**Document text:**

More beer, less waste

CST Wastewater Solutions
By
Thursday, 30 September, 2010


Brewery targets world’s best practice in water usage

Pacific Beverages’ Bluetongue Brewery in New South Wales features a water recovery plant, which targets best-practice, water re-use standards. The water recovery plant also provides renewable energy for the brewery.

The system - which was designed as a model for food and beverage plants globally - was installed by a partnership of CST Wastewater Solutions and Global Water Engineering (GWE).

The $120 million brewery on NSW’s Central Coast will eventually have an annual capacity of 150 million L, producing premium beers.

The CEO of Pacific Beverages Peter McLoughlin says, “Bluetongue Brewery is designed in a modular format which allows it to grow as we do. Coupled with this flexibility are significant sustainability credentials, predominantly water and energy. Using water recovery techniques and modern design principles, we are able to target a reduction in our water usage to 2.2 L/l L of beer produced, which is among the best in the world and certainly well above the global average of 4 - 5 L of water to every 1 L of beer.

“Methane from this process will also power a third boiler which will reduce our energy consumption by about 15%,” McLoughlin told the first taste launch event recently.

Bluetongue Brewery’s water recovery is subjected to GWE’s anaerobic treatment that reduces the brewery’s carbon footprint by avoiding the release of carbon dioxide into the atmosphere, say CST Wastewater Solutions Managing Director Michael Bambridge and GWE CEO Jean Pierre Ombregt.

The wastewater passes through several pre-treatment steps before entering a GWE Anubix-B anaerobic methane reactor in which the wastewater’s organic content (COD) is digested by bacteria in a closed reactor, degrading the compounds and converting them into valuable biogas and cleaned effluent.

Biogas from the process is collected and re-used as renewable energy to power the brewery’s boiler.

Treated effluent continues to an aerobic post-treatment stage in which organic content is further reduced by GWE’s Membrox membrane biological reactor (MBR) system.

In the water polishing step, the water from the MBR unit is sent through a reverse osmosis (RO) installation. Finally the effluent is led to a disinfection and storage unit, where the recycled water is kept for re-use applications.

**Task description:**
According to the brewery article, why is Bluetongue Brewery built in a modular format? The entries that come next are separate material from the brewery article.

**Data taken from a collection:**
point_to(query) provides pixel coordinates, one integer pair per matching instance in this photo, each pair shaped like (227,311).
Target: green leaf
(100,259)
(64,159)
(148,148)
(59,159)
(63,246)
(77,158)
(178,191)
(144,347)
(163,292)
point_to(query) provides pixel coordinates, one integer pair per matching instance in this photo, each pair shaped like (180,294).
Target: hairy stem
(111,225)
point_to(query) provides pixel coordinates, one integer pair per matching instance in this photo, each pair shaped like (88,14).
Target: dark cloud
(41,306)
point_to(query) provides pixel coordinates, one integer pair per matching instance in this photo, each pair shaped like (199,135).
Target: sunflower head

**Exercise answer:**
The modular format allows the brewery to grow as Pacific Beverages grows.